Karl Rove: Obama Won Because Of Voter Supression

Karl Rove adds to the Republican theories of why Mitt Romney lost the election by accusing the President’s campaign of, wait for it, voter suppression:

Mitt Romney lost the election because President Barack Obama engaged in voter suppression, according to Republican political strategist Karl Rove.

“He succeeded by suppressing the vote,” Rove said in an interview on Fox News with anchor Megyn Kelly on Thursday afternoon, “by saying to people, ‘You may not like who I am and I know you can’t bring yourself to vote for me, but I’m going to paint this other guy as simply a rich guy who only cares about himself.'”

Rove didn’t actually give any examples of ways in which Obama made it harder for people to exercise their constitutional right at the polls — things like voter ID laws, which have been pushed by GOP legislatures around the country. In fact, Obama specifically said in his victory speech that it was unfair that people had to wait in line for hours to vote, which occurred in part because Republicans reduced the time period for early voting.

*DATA SHOWN*.
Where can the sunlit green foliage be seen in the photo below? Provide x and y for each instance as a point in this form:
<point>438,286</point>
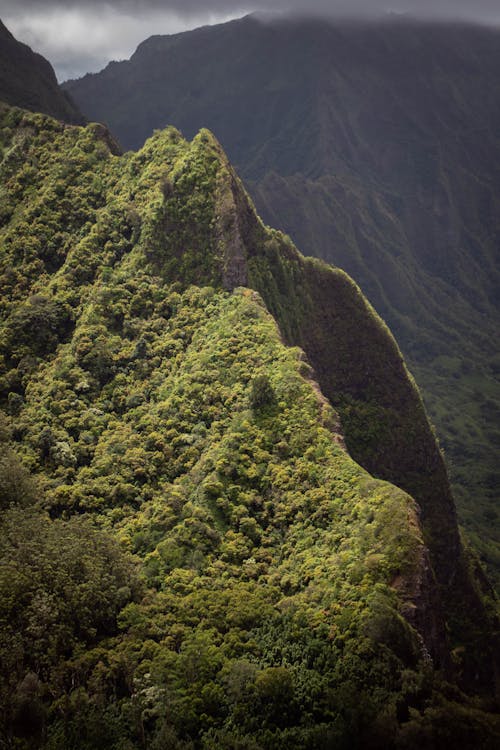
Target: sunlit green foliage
<point>202,564</point>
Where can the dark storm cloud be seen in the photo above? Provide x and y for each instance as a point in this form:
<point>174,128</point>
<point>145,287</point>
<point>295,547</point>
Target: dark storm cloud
<point>479,9</point>
<point>83,35</point>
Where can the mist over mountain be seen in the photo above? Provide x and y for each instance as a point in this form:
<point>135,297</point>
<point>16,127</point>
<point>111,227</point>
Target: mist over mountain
<point>190,556</point>
<point>375,146</point>
<point>28,80</point>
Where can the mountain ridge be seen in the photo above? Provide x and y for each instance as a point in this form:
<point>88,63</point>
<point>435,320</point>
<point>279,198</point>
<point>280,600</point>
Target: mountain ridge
<point>28,80</point>
<point>370,158</point>
<point>157,400</point>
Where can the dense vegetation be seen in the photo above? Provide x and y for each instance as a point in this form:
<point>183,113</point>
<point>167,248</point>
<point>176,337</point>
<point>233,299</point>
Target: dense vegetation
<point>375,147</point>
<point>190,557</point>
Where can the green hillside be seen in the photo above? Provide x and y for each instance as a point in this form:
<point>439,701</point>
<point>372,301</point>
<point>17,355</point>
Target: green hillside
<point>375,147</point>
<point>190,556</point>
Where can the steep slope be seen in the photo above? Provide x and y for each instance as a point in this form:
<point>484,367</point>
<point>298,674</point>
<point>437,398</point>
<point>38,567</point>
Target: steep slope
<point>376,148</point>
<point>28,80</point>
<point>286,598</point>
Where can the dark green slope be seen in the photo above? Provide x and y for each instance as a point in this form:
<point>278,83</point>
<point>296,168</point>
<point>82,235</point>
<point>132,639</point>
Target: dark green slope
<point>376,148</point>
<point>28,80</point>
<point>197,561</point>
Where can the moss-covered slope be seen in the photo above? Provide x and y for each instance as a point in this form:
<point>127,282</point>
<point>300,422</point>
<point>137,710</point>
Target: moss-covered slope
<point>285,597</point>
<point>374,145</point>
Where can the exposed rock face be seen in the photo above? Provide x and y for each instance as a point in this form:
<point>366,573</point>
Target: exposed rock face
<point>28,80</point>
<point>374,146</point>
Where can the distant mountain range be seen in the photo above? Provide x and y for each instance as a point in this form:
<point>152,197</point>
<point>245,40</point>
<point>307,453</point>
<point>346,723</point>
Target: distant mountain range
<point>189,555</point>
<point>28,80</point>
<point>377,148</point>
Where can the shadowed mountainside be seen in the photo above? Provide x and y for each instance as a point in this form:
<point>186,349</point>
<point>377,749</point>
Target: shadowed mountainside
<point>28,80</point>
<point>375,146</point>
<point>283,596</point>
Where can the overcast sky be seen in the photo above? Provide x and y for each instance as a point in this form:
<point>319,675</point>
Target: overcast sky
<point>80,36</point>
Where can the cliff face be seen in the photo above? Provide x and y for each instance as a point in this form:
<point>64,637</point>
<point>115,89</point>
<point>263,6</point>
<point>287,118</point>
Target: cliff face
<point>374,146</point>
<point>152,381</point>
<point>28,80</point>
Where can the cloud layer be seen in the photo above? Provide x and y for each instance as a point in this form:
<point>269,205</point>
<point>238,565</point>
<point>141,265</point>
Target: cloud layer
<point>78,36</point>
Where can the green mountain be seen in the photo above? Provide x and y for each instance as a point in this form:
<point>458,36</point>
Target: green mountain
<point>375,147</point>
<point>28,80</point>
<point>191,558</point>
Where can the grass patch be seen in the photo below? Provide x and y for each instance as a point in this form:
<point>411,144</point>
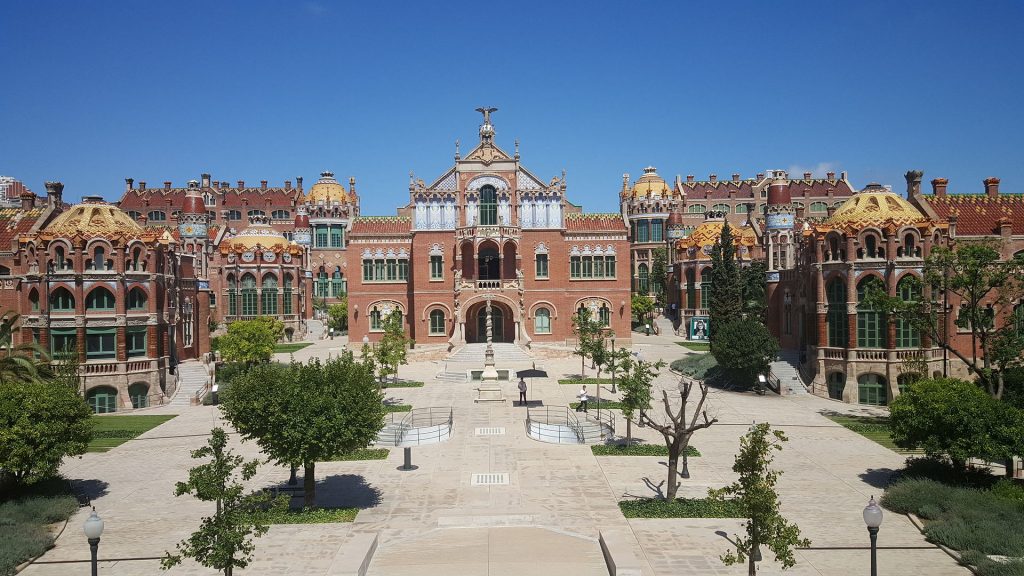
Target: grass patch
<point>695,346</point>
<point>875,428</point>
<point>402,384</point>
<point>109,432</point>
<point>361,454</point>
<point>24,532</point>
<point>308,516</point>
<point>585,381</point>
<point>288,347</point>
<point>637,450</point>
<point>680,507</point>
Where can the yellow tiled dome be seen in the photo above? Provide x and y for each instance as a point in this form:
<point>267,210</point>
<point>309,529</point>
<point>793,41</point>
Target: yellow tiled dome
<point>651,184</point>
<point>876,206</point>
<point>94,218</point>
<point>328,191</point>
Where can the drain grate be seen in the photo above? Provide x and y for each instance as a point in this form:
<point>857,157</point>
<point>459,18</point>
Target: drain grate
<point>489,479</point>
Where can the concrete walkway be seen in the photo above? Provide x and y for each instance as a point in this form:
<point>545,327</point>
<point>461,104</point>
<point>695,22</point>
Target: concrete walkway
<point>546,520</point>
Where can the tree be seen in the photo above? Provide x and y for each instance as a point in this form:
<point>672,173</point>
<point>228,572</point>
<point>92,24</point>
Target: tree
<point>726,290</point>
<point>300,414</point>
<point>954,418</point>
<point>659,274</point>
<point>985,285</point>
<point>41,422</point>
<point>251,340</point>
<point>635,384</point>
<point>588,332</point>
<point>755,491</point>
<point>677,430</point>
<point>222,541</point>
<point>390,350</point>
<point>744,347</point>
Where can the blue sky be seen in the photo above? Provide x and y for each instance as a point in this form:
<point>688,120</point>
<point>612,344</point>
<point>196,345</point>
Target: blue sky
<point>97,91</point>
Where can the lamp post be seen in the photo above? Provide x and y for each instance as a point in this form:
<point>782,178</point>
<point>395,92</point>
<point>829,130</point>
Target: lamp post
<point>872,518</point>
<point>93,529</point>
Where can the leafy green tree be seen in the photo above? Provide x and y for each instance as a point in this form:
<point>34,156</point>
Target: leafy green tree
<point>41,422</point>
<point>744,347</point>
<point>726,289</point>
<point>955,418</point>
<point>390,351</point>
<point>223,540</point>
<point>251,340</point>
<point>676,429</point>
<point>303,413</point>
<point>635,382</point>
<point>755,491</point>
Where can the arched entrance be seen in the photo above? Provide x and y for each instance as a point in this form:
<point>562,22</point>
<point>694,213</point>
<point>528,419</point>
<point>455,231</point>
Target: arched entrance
<point>502,323</point>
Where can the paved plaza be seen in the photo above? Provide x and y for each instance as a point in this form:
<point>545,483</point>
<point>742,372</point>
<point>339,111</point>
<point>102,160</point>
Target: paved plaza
<point>432,521</point>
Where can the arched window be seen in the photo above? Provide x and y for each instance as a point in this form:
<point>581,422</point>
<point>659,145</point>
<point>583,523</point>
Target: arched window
<point>706,288</point>
<point>542,322</point>
<point>871,389</point>
<point>907,335</point>
<point>643,279</point>
<point>99,299</point>
<point>838,324</point>
<point>870,323</point>
<point>136,298</point>
<point>249,298</point>
<point>102,400</point>
<point>139,395</point>
<point>436,323</point>
<point>488,205</point>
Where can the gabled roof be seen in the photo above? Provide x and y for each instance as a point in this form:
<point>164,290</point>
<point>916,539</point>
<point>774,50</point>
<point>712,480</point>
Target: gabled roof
<point>371,225</point>
<point>594,222</point>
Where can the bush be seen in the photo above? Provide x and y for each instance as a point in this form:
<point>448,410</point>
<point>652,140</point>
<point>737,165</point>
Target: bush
<point>680,507</point>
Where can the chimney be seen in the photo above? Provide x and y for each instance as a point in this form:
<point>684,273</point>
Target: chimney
<point>991,187</point>
<point>54,191</point>
<point>912,182</point>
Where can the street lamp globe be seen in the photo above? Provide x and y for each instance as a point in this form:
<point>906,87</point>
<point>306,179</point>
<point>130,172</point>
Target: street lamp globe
<point>872,513</point>
<point>93,526</point>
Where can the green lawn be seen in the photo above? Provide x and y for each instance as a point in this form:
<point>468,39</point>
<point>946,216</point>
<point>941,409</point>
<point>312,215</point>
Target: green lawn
<point>872,427</point>
<point>290,347</point>
<point>109,432</point>
<point>695,346</point>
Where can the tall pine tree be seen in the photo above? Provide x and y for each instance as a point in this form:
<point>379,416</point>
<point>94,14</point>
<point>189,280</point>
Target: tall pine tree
<point>726,287</point>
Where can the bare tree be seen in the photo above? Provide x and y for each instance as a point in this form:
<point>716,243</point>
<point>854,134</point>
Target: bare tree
<point>677,430</point>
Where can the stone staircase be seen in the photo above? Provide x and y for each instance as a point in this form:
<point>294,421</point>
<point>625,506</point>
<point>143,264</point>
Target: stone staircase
<point>192,378</point>
<point>505,353</point>
<point>785,369</point>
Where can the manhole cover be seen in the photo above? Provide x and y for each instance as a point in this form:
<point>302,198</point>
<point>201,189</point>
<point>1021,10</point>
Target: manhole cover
<point>491,479</point>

*REQUIREMENTS*. In the article on Karl Rove's voter suppression claim, on which network and with which anchor did Rove give the interview?

*EXPECTED ANSWER*. Fox News, with anchor Megyn Kelly.